Dataset entries:
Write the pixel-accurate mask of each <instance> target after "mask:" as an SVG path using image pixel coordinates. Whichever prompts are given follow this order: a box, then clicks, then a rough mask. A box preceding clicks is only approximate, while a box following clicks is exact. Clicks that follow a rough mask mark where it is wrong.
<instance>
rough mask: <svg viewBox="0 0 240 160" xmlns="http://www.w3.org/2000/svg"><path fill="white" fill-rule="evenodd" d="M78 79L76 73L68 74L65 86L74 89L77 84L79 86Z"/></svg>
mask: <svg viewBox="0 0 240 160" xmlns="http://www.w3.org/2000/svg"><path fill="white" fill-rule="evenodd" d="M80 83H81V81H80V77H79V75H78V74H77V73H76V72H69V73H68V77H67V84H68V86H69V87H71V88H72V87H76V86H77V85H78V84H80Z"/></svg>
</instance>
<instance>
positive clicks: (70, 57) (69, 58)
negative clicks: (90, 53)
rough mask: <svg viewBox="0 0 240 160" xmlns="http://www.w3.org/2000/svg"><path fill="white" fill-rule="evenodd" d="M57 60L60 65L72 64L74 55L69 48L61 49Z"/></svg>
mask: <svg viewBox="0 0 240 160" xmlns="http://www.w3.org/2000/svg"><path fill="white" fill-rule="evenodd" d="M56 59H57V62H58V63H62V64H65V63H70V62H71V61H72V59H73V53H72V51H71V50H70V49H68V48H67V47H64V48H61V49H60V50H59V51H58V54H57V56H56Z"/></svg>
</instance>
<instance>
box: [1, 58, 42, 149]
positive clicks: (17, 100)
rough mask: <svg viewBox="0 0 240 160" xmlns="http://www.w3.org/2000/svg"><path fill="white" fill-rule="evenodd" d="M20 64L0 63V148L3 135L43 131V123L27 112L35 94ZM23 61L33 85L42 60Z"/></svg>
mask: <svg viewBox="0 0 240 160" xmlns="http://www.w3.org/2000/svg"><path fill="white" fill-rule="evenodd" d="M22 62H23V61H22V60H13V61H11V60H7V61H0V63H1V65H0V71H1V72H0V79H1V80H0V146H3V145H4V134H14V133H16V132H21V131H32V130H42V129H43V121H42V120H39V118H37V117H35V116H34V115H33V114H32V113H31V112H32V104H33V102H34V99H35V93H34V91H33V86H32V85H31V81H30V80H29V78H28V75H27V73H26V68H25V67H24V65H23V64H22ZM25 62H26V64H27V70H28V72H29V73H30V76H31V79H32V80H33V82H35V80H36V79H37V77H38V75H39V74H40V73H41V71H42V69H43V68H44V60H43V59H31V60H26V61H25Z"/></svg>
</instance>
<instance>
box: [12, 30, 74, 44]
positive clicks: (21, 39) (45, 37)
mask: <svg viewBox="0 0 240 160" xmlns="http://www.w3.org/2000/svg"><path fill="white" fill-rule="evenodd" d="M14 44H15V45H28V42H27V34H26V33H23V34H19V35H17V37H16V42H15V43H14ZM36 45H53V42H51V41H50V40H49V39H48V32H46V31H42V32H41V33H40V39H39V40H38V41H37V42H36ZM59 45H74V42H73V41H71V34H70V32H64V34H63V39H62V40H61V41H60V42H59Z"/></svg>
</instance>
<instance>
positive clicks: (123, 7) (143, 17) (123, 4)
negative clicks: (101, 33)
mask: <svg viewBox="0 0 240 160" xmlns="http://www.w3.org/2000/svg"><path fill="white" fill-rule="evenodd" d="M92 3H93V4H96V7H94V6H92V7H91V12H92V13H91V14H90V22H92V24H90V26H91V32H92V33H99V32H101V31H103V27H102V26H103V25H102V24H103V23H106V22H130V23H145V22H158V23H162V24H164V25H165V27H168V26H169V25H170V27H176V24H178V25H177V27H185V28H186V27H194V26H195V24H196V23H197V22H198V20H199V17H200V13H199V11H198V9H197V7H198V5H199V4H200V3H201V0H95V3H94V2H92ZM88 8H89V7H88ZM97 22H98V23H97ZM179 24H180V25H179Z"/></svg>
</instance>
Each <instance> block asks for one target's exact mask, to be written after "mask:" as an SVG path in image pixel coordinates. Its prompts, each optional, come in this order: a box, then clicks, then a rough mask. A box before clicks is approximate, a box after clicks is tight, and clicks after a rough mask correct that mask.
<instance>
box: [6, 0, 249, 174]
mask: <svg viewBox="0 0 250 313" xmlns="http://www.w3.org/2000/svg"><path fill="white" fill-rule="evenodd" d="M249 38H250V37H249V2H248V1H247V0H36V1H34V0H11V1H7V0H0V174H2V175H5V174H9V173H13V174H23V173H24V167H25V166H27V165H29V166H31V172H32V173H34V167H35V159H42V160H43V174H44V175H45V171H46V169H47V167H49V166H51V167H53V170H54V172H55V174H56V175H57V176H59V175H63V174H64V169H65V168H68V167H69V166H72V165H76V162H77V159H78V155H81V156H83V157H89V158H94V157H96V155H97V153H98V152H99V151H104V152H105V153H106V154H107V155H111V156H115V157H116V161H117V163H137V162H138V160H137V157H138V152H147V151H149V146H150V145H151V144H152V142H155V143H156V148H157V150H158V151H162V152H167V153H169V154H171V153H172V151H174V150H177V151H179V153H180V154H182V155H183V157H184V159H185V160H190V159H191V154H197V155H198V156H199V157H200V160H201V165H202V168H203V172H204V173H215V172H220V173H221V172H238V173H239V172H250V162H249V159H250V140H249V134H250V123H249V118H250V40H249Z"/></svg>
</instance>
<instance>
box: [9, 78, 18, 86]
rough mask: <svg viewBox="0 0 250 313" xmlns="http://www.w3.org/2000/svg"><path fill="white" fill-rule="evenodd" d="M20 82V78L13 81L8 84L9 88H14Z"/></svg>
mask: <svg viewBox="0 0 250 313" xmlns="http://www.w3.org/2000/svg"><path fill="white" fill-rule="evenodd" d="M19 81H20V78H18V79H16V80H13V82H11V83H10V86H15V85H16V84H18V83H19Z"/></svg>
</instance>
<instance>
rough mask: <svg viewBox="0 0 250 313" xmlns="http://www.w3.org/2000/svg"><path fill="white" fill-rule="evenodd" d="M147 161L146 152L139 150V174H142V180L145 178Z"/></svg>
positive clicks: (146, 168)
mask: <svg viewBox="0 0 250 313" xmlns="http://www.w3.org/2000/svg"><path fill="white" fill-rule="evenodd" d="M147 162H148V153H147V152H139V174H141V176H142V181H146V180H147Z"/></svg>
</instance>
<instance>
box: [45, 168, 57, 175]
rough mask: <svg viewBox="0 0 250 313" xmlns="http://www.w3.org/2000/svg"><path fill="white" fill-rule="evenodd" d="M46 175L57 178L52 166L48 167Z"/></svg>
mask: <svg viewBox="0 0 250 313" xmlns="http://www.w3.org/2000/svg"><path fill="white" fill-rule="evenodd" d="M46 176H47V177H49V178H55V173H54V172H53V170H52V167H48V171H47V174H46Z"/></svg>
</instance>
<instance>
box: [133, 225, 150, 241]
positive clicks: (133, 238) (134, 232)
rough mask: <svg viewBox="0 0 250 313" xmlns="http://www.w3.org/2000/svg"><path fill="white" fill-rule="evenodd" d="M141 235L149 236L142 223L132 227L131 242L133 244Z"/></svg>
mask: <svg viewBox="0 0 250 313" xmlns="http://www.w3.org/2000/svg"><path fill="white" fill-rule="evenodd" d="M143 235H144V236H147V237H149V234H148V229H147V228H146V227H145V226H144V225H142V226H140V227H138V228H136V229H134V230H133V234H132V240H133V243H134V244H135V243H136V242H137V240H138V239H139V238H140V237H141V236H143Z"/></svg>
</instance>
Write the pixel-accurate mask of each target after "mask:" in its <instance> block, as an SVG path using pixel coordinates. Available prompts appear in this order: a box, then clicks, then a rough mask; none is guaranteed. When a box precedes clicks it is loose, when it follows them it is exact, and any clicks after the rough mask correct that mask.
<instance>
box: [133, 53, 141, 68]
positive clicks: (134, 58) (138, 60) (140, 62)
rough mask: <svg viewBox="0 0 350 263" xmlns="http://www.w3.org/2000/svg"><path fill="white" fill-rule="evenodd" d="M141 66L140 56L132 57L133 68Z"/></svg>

What the exercise asks — I'd like the lines above from the one with "positive clicks: (70, 57) (69, 58)" up to and including the one with "negative clicks: (90, 53)" copied exactly, with no other lines.

Answer to this exercise —
positive clicks: (70, 57) (69, 58)
negative clicks: (90, 53)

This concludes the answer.